Segment Start: Records shown
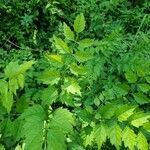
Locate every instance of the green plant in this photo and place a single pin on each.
(89, 94)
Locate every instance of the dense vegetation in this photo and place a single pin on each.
(75, 74)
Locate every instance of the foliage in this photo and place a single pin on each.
(90, 90)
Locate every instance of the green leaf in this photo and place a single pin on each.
(100, 134)
(86, 43)
(121, 90)
(139, 119)
(61, 45)
(79, 23)
(78, 69)
(11, 69)
(55, 58)
(3, 87)
(67, 32)
(142, 143)
(62, 120)
(141, 98)
(144, 87)
(25, 66)
(82, 56)
(33, 127)
(21, 80)
(129, 138)
(124, 112)
(2, 147)
(7, 101)
(49, 95)
(115, 134)
(55, 140)
(131, 76)
(72, 86)
(13, 85)
(108, 111)
(49, 77)
(146, 126)
(125, 115)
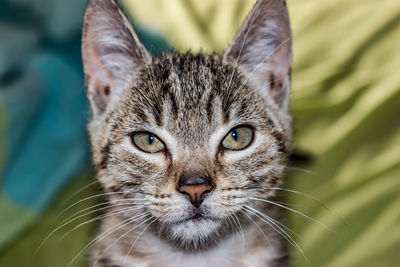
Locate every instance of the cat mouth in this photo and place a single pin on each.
(197, 218)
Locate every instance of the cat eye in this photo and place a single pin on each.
(148, 142)
(238, 138)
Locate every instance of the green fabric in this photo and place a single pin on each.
(14, 218)
(56, 251)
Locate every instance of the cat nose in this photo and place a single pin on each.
(196, 188)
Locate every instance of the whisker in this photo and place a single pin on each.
(68, 222)
(109, 231)
(107, 205)
(280, 230)
(295, 211)
(99, 218)
(119, 238)
(80, 190)
(336, 216)
(241, 230)
(137, 238)
(87, 198)
(266, 238)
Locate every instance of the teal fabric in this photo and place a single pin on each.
(43, 107)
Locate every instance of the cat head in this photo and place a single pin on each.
(189, 140)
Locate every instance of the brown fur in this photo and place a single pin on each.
(190, 102)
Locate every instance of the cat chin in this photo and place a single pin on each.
(194, 235)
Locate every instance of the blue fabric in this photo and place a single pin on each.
(43, 107)
(52, 145)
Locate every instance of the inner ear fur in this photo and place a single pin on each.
(111, 53)
(263, 48)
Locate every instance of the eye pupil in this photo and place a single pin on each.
(235, 134)
(150, 139)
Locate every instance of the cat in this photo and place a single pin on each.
(190, 149)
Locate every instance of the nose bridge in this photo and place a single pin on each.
(194, 163)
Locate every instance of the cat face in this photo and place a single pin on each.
(189, 139)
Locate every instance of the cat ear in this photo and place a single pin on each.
(111, 53)
(263, 48)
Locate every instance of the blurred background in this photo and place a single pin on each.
(345, 103)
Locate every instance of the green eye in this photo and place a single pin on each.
(238, 138)
(148, 142)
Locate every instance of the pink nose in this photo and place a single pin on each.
(195, 192)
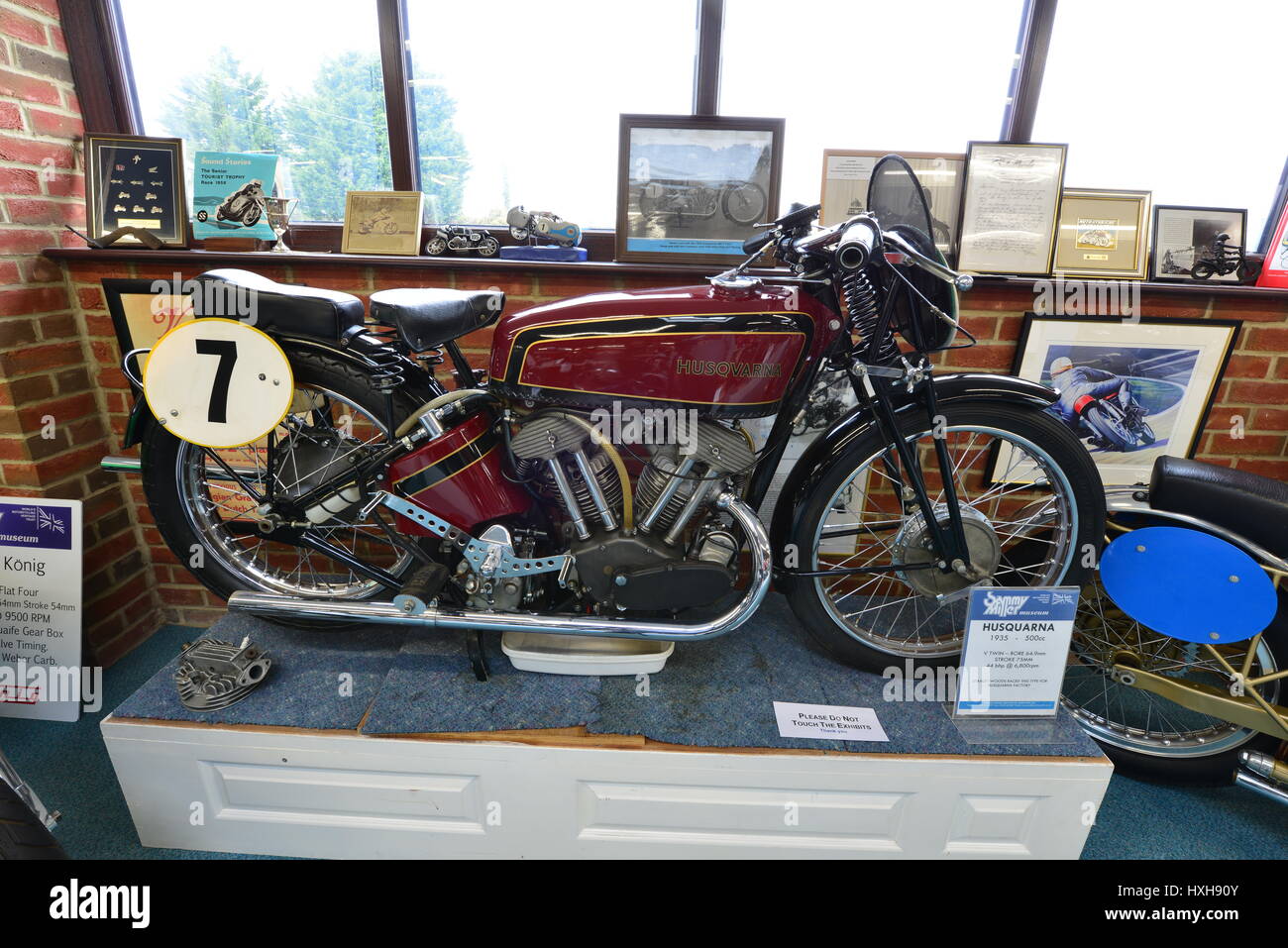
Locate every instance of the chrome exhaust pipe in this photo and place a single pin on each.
(477, 620)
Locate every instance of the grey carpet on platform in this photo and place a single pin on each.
(716, 693)
(322, 681)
Segment End: Records shown
• **What is required**:
Repeat the material above verbatim. Leave the pictures behind.

• **Answer space**:
Locate every instance of the green plant in this photo and place a single pin on each.
(89, 94)
Locate every instance of the dense vegetation in this photo and place a single pin on each.
(75, 74)
Locate every instance of the foliage in this photo and place a single pin on each.
(90, 90)
Locate every instance of the green leaf in this photo and place a single pin on each.
(100, 134)
(86, 43)
(121, 90)
(139, 119)
(61, 45)
(79, 23)
(78, 69)
(11, 69)
(55, 58)
(3, 87)
(67, 32)
(142, 143)
(62, 120)
(141, 98)
(144, 87)
(25, 66)
(82, 56)
(33, 127)
(21, 80)
(129, 138)
(124, 112)
(2, 147)
(7, 101)
(49, 95)
(115, 134)
(55, 140)
(131, 76)
(72, 86)
(13, 85)
(108, 111)
(49, 77)
(146, 126)
(125, 115)
Locate every instance of the cat mouth in this photo and place a single pin on each.
(197, 218)
Locate every instance of the cat eye in this photo and place a single pin on each.
(148, 142)
(238, 138)
Locate every instance of the green fabric in this photo and place a single pin on each.
(14, 218)
(56, 251)
Locate every instance of the cat nose in this photo and place a single pin on each.
(196, 188)
Locate every instance of the whisker in this photo and place a single pin on each.
(68, 222)
(109, 231)
(107, 205)
(280, 230)
(295, 211)
(99, 218)
(119, 238)
(80, 190)
(336, 216)
(241, 230)
(137, 238)
(87, 198)
(266, 238)
Locate every instance of the teal fabric in this photo and place a single pin on each.
(43, 107)
Locate every instance of the cat head in this photo and place a single pin on each.
(189, 140)
Locate every instance of the brown fur in this photo and place a single pin on each.
(190, 102)
Locate every instance of the cat chin in this photo and place a single pin on each.
(194, 235)
Locate every instance of the blue fabric in this photo and place a single pin on each.
(43, 107)
(52, 145)
Locate every instance of the inner ear fur in this photo and place a single pin on each.
(111, 53)
(263, 48)
Locate every instance of the eye pupil in this photo and place a single pin on each.
(235, 134)
(150, 139)
Locate every instance of the cat in this photo and place a single pin on each.
(190, 149)
Locate every instance of the nose bridge in this photo and place a single pin on each.
(194, 163)
Locate every instance of the cat face in this photo and place a single pin on each.
(189, 139)
Locate every instance of the cat ear in this photo and place a single pin on each.
(111, 53)
(263, 48)
Locate every instance of the blurred background in this photo and place a single pin on each.
(345, 103)
Locate every instance of the green eye in this photo and place a single pin on each.
(238, 138)
(148, 142)
Locate every instance of the pink nose in this photo and place a single pin on each.
(195, 192)
Locate every instance of the chrome exhaust pipe in this photo and place a single pin on each.
(477, 620)
Locate every instance of the grey carpet on platform in this photo and place a single pin on each.
(716, 693)
(322, 681)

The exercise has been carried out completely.